■ TEXT SHOWN ■

Synopsis of the role
As a Lead Data Engineer, you will serve as the technical backbone of our data ecosystem, spearheading the design and implementation of high-performance data architectures using Azure Databricks and PySpark. You will be responsible for orchestrating complex, scalable ETL/ELT pipelines within Azure Data Factory, ensuring seamless data integration. By leveraging your mastery of SQL and distributed computing, you will optimize large-scale datasets to drive advanced analytics and business intelligence initiatives.
What you'll do
- As a Lead Data Engineer, you are expected to drive the technical roadmap and execution of our data strategy. Your role will encompass the following core responsibilities:
- Medallion Architecture Implementation: Design and maintain a multi-layered data lakehouse (Bronze, Silver, Gold) to ensure data quality, lineage, and structural refinement from raw ingestion to business-ready assets.
- Delta Lake Development: Build and optimize high-performance tables using Delta Lake, leveraging features like ACID transactions, schema enforcement, and time travel to ensure data reliability.
- Star Schema Data Modeling: Architect robust dimensional models and Star Schemas in the Gold layer to simplify data access and optimize query performance for downstream BI tools.
- Data Governance with Unity Catalog: Implement and manage centralized Unity Catalog configurations to enforce fine-grained access control, data discovery, and comprehensive lineage across the Azure workspace.

■ SET TASK 1 ■
According to the role description, why are Star Schemas built in the Gold layer? Answer in one to three sentences.

■ DATASET ■
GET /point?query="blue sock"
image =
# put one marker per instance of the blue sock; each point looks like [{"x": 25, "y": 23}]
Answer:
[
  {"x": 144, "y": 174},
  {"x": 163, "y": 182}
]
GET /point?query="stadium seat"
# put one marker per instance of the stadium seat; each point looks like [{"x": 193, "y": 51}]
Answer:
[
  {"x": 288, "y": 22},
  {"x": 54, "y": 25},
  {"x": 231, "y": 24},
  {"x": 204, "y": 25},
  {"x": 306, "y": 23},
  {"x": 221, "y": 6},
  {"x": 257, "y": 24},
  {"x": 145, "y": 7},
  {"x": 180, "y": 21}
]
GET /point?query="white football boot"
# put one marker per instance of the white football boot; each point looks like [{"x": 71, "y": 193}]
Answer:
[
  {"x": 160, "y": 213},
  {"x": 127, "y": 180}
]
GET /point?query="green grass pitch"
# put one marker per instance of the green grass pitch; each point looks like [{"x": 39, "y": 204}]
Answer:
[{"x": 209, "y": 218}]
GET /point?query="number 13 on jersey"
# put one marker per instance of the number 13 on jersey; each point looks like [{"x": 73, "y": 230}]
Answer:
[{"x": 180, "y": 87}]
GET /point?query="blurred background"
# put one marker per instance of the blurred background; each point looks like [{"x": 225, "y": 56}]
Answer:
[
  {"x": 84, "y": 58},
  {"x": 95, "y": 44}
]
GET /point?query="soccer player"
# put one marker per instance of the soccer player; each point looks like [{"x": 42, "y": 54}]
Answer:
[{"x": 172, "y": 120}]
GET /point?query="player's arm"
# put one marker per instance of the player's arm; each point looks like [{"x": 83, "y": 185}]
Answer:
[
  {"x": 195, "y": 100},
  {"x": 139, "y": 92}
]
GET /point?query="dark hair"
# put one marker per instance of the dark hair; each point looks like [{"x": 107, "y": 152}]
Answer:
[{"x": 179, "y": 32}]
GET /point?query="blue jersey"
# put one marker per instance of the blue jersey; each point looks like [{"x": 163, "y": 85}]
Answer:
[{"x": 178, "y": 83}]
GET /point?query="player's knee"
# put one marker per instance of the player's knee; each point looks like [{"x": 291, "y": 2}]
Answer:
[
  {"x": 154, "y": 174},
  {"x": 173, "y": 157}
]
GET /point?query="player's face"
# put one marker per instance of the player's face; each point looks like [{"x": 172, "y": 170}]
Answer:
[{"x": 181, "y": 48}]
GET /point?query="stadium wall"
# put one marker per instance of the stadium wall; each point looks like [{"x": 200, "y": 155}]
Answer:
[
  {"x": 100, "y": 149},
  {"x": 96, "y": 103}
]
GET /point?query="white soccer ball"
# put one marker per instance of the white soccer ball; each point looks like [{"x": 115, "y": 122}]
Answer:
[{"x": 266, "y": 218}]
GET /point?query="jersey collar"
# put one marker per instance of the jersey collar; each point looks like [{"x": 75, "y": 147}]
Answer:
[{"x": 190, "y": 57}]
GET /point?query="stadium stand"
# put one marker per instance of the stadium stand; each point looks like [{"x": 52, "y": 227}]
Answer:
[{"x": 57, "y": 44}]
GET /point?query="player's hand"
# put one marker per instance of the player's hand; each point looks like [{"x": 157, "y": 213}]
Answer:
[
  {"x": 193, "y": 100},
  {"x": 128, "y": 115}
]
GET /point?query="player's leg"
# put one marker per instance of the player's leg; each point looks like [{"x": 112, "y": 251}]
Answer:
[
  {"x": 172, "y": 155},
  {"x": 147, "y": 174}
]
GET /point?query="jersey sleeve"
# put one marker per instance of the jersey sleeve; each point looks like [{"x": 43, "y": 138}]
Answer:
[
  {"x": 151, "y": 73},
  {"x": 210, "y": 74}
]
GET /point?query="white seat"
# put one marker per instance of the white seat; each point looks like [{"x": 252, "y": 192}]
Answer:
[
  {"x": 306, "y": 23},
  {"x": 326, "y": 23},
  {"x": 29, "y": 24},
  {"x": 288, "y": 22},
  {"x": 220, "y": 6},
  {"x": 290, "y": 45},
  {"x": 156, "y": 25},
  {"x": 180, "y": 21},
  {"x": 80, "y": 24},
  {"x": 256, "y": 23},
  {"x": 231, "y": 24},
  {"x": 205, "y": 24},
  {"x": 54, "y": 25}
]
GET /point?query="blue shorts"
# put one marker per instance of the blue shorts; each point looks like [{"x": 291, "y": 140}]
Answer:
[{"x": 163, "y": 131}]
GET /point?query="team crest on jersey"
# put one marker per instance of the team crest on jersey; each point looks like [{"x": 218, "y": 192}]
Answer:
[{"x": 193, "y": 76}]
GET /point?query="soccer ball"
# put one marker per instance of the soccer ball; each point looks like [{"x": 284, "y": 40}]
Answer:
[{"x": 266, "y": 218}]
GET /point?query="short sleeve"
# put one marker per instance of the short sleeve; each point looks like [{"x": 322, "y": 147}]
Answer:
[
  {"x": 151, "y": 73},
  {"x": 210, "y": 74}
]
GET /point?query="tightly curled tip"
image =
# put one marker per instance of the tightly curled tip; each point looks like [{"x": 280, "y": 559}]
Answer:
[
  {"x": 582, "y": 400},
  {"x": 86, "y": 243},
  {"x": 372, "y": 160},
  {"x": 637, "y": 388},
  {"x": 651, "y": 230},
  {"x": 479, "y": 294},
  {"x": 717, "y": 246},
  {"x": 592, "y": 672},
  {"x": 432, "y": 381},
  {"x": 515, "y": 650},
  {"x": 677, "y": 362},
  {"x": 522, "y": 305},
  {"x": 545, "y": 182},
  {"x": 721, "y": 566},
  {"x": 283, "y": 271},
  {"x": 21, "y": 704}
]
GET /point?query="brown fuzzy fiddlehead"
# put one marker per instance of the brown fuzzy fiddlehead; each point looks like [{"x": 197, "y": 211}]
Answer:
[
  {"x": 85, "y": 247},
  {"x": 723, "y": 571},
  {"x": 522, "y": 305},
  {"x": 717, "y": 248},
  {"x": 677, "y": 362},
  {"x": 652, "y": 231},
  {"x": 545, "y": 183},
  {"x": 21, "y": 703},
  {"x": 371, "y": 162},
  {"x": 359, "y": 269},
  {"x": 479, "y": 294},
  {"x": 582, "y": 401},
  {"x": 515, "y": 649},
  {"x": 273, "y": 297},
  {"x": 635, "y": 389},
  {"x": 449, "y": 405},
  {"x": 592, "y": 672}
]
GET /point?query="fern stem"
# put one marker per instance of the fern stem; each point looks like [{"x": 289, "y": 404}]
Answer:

■ SET TASK 2 ■
Filter the entries and copy out every line that contains the string "team".

■ TASK RESULT 1 ■
Star Schemas are built in the Gold layer to simplify data access and to optimize query performance for downstream BI tools.

■ TASK RESULT 2 ■
GET /point?query="team crest on jersey"
# put one marker per instance of the team crest on jersey; each point looks like [{"x": 218, "y": 192}]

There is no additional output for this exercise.